■ Extract to read

Basically, heat the honey and cool it in a sealed bag! I put the honey in a Ziploc-style bag, heated it to ~150F for 10mins and cooled it to ~100F before opening and adding to the primary. Hopefully, this will allow any aromatics vapourised during the heating phase to be reabsorbed into the liquid during the cooling. Unfortunately, any proof will have to wait a few weeks.

The honey was added after 1 week's fermentation and has already kicked off another wild orgy.

IMG-20131228-00088.jpg
 
It seems like an interesting idea. However, I wonder one thing. If you are adding it after a week of fermentation (which is a good idea) why bother pasteurizing it? When I do this I just add the honey straight in the fermenter. With the alcohol and the amount of active yeast an infection is unlikely.
 
Since honey has such a high sugar content (and little moisture from water), it's naturally antimicrobial.

I've never heated it or pasteurized it. I use it in wines, meads, cider, and beers.

Dataset entries
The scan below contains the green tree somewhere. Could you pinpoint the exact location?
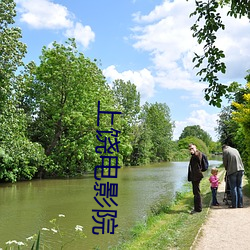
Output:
[190,0,250,107]
[112,80,141,165]
[179,125,212,147]
[23,39,129,175]
[178,136,209,155]
[112,80,140,124]
[0,0,46,182]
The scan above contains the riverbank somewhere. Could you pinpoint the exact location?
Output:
[111,170,224,250]
[191,173,250,250]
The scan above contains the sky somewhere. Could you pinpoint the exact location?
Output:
[15,0,250,141]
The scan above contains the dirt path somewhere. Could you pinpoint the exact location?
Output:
[191,174,250,250]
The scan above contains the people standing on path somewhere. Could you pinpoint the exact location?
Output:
[188,143,203,214]
[222,145,244,208]
[209,168,220,206]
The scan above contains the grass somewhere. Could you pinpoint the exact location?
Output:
[110,171,226,250]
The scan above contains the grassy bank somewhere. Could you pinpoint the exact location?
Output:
[111,170,226,250]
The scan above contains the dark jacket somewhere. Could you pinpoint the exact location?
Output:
[188,150,203,181]
[222,146,244,175]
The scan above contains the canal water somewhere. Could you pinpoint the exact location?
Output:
[0,160,221,250]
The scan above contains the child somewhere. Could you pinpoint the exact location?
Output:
[209,168,220,206]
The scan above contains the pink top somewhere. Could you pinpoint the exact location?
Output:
[209,175,219,187]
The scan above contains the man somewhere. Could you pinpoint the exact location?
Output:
[188,143,203,214]
[222,145,244,208]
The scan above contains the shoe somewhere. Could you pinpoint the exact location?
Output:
[190,210,201,214]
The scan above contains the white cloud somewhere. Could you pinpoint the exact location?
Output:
[173,109,218,141]
[65,22,95,48]
[103,65,155,103]
[16,0,95,48]
[17,0,73,29]
[132,0,250,95]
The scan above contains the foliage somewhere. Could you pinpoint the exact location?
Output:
[178,136,209,155]
[141,102,173,162]
[112,80,141,166]
[179,125,212,147]
[190,0,250,107]
[0,0,46,182]
[1,214,87,250]
[232,82,250,176]
[23,39,130,175]
[216,106,239,147]
[112,79,140,124]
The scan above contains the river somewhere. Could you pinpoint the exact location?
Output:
[0,160,221,250]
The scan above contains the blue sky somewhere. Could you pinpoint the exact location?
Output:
[16,0,250,140]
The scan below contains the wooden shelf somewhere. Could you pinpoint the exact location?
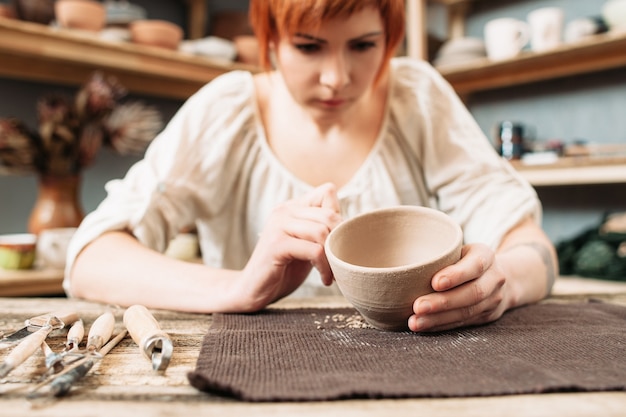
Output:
[0,268,64,297]
[438,31,626,95]
[512,157,626,187]
[0,18,257,100]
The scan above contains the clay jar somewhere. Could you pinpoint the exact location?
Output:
[129,19,183,49]
[325,206,463,331]
[54,0,106,32]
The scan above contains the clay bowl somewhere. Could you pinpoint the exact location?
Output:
[325,206,463,331]
[54,0,106,32]
[0,233,37,269]
[129,19,183,49]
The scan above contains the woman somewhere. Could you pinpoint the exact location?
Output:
[65,0,557,331]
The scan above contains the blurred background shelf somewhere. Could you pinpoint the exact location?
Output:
[512,157,626,186]
[0,268,63,297]
[437,31,626,95]
[0,18,257,100]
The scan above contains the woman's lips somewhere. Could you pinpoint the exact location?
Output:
[320,98,346,107]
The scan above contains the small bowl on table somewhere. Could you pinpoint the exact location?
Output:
[325,206,463,331]
[0,233,37,270]
[129,19,183,50]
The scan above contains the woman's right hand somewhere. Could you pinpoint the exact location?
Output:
[233,183,341,311]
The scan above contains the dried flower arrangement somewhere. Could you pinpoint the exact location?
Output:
[0,72,163,176]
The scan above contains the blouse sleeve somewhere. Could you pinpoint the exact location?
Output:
[64,72,254,294]
[392,59,541,248]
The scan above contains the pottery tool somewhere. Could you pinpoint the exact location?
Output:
[0,313,78,378]
[41,319,85,373]
[29,311,116,398]
[0,311,78,350]
[0,318,53,378]
[124,304,174,371]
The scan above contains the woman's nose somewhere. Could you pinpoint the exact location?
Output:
[320,53,350,91]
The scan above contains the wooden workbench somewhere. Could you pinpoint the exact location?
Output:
[0,278,626,417]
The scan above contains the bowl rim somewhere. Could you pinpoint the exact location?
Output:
[324,205,463,273]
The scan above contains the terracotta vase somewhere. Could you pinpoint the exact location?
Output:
[28,174,85,234]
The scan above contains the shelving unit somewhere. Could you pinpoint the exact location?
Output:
[0,0,626,185]
[437,32,626,95]
[513,158,626,187]
[407,0,626,186]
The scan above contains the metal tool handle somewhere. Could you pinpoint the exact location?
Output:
[65,319,85,350]
[26,311,79,329]
[0,326,52,378]
[124,304,173,371]
[87,311,115,352]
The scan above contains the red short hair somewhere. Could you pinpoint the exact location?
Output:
[249,0,405,80]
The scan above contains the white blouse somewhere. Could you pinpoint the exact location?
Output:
[64,58,541,295]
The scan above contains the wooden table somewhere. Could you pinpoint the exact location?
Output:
[0,278,626,417]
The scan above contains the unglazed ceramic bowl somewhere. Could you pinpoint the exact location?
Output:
[325,206,463,331]
[129,19,183,49]
[0,233,37,269]
[54,0,106,32]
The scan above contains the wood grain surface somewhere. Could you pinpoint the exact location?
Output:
[0,279,626,417]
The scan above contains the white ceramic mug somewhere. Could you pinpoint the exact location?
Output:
[37,227,76,269]
[485,17,530,61]
[528,7,563,52]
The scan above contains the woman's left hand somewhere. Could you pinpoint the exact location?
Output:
[409,244,511,332]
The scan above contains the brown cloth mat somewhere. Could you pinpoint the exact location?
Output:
[188,302,626,401]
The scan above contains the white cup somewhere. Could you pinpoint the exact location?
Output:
[37,227,76,269]
[485,17,530,61]
[528,7,563,52]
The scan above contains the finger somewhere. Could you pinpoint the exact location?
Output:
[408,299,504,332]
[413,264,505,315]
[409,274,505,331]
[431,244,494,291]
[303,183,340,213]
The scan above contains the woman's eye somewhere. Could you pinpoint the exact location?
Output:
[295,43,320,54]
[352,41,376,51]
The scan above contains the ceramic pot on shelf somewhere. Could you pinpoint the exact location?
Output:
[28,174,85,234]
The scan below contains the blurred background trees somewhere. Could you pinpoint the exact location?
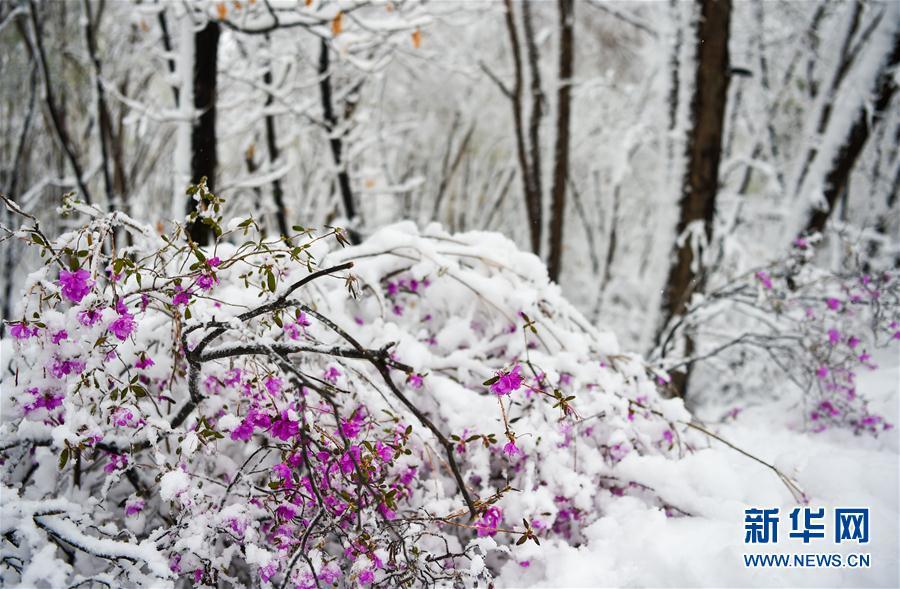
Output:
[0,0,900,398]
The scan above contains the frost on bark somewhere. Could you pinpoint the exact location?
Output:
[805,32,900,233]
[662,0,731,394]
[187,21,221,245]
[547,0,575,282]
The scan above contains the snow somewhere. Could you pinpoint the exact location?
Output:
[497,346,900,587]
[159,470,191,501]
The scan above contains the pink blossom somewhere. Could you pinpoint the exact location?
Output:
[9,322,37,343]
[107,311,135,342]
[125,499,144,517]
[231,419,253,442]
[264,376,282,395]
[756,270,772,290]
[78,309,101,326]
[828,328,841,346]
[57,268,94,303]
[134,354,156,370]
[197,274,219,290]
[475,505,503,537]
[322,366,341,384]
[272,412,300,441]
[172,284,192,307]
[491,364,522,395]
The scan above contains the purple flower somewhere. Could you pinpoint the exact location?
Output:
[491,364,522,395]
[475,505,503,537]
[503,441,522,458]
[57,268,94,303]
[134,354,156,370]
[107,310,135,342]
[197,274,218,290]
[231,419,253,442]
[272,412,300,441]
[78,309,101,327]
[259,560,278,583]
[264,376,281,395]
[356,569,375,585]
[9,322,37,343]
[272,462,291,481]
[172,284,191,307]
[828,327,841,346]
[322,366,341,384]
[103,453,128,472]
[756,270,772,290]
[125,499,144,517]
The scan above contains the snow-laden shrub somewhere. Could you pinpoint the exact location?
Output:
[0,191,689,587]
[661,235,900,435]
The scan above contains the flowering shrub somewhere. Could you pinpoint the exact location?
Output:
[0,191,691,588]
[663,233,900,435]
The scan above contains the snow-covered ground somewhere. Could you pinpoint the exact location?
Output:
[498,346,900,587]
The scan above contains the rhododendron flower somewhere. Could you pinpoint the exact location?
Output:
[828,327,841,346]
[107,310,135,342]
[259,560,278,583]
[231,419,253,442]
[134,355,156,370]
[9,322,37,343]
[197,274,219,290]
[322,366,341,384]
[356,569,375,585]
[503,441,521,458]
[23,388,63,415]
[125,499,144,517]
[272,412,299,441]
[78,309,102,327]
[475,505,503,537]
[103,453,128,472]
[57,268,94,303]
[172,284,193,307]
[264,376,281,395]
[756,270,772,290]
[272,462,291,481]
[491,364,522,395]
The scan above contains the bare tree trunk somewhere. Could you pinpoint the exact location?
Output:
[522,0,544,216]
[20,0,92,204]
[187,21,220,245]
[505,0,544,255]
[263,50,290,237]
[662,0,731,395]
[547,0,575,282]
[806,32,900,233]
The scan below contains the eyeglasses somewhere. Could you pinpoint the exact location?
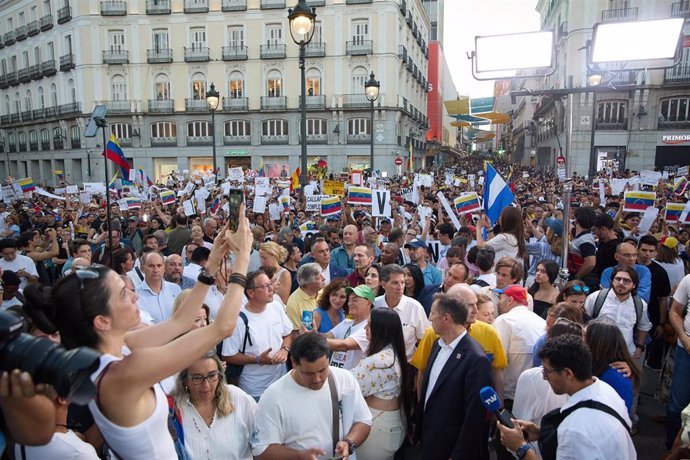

■ Things to do
[A] Reproduce word for word the discussion of heating honey before adding it to a fermenting brew, beginning at "IMG-20131228-00088.jpg" and stopping after "it's naturally antimicrobial.".
[B] Extend the discussion of adding honey to a fermenting brew with the next part, starting right after its last sentence.

■ Answer set
[A]
IMG-20131228-00088.jpg
 
It seems like an interesting idea. However, I wonder one thing. If you are adding it after a week of fermentation (which is a good idea) why bother pasteurizing it? When I do this I just add the honey straight in the fermenter. With the alcohol and the amount of active yeast an infection is unlikely.
 
Since honey has such a high sugar content (and little moisture from water), it's naturally antimicrobial.

[B]
It is. Historically it has even been used to dress wounds and prevent infection. However, it does often contain wild yeast and once it gets diluted that yeast can take off, but you would most likely to have it in a mixture without another strain of yeast to compete with. I know many mead makers never heat their honey. I've only made a few batches of mead and stopped heating using sulfates since the first two.
 
If you are adding it after a week of fermentation (which is a good idea) why bother pasteurizing it?

The honest answer is paranoia. Once I added it straight to cooled wort and, whilst it turned out fine, when you read things like the quote below there's the fear that I was just lucky. I now add honey at 2mins or flameout but then wonder what aromatics are being lost!

It is well known that honey won't spoil, so people often assume it's sanitized naturally. Actually bacteria and wild yeast could be present, but they aren't active and can't propagate in honey. If you dilute the honey, it can spoil (that's why bees fan it with their wings to concentrate it prior to capping it).

Quaker did also maintain that if the yeast has been allowed to propagate then it should be ok. I know, RDWHAHB.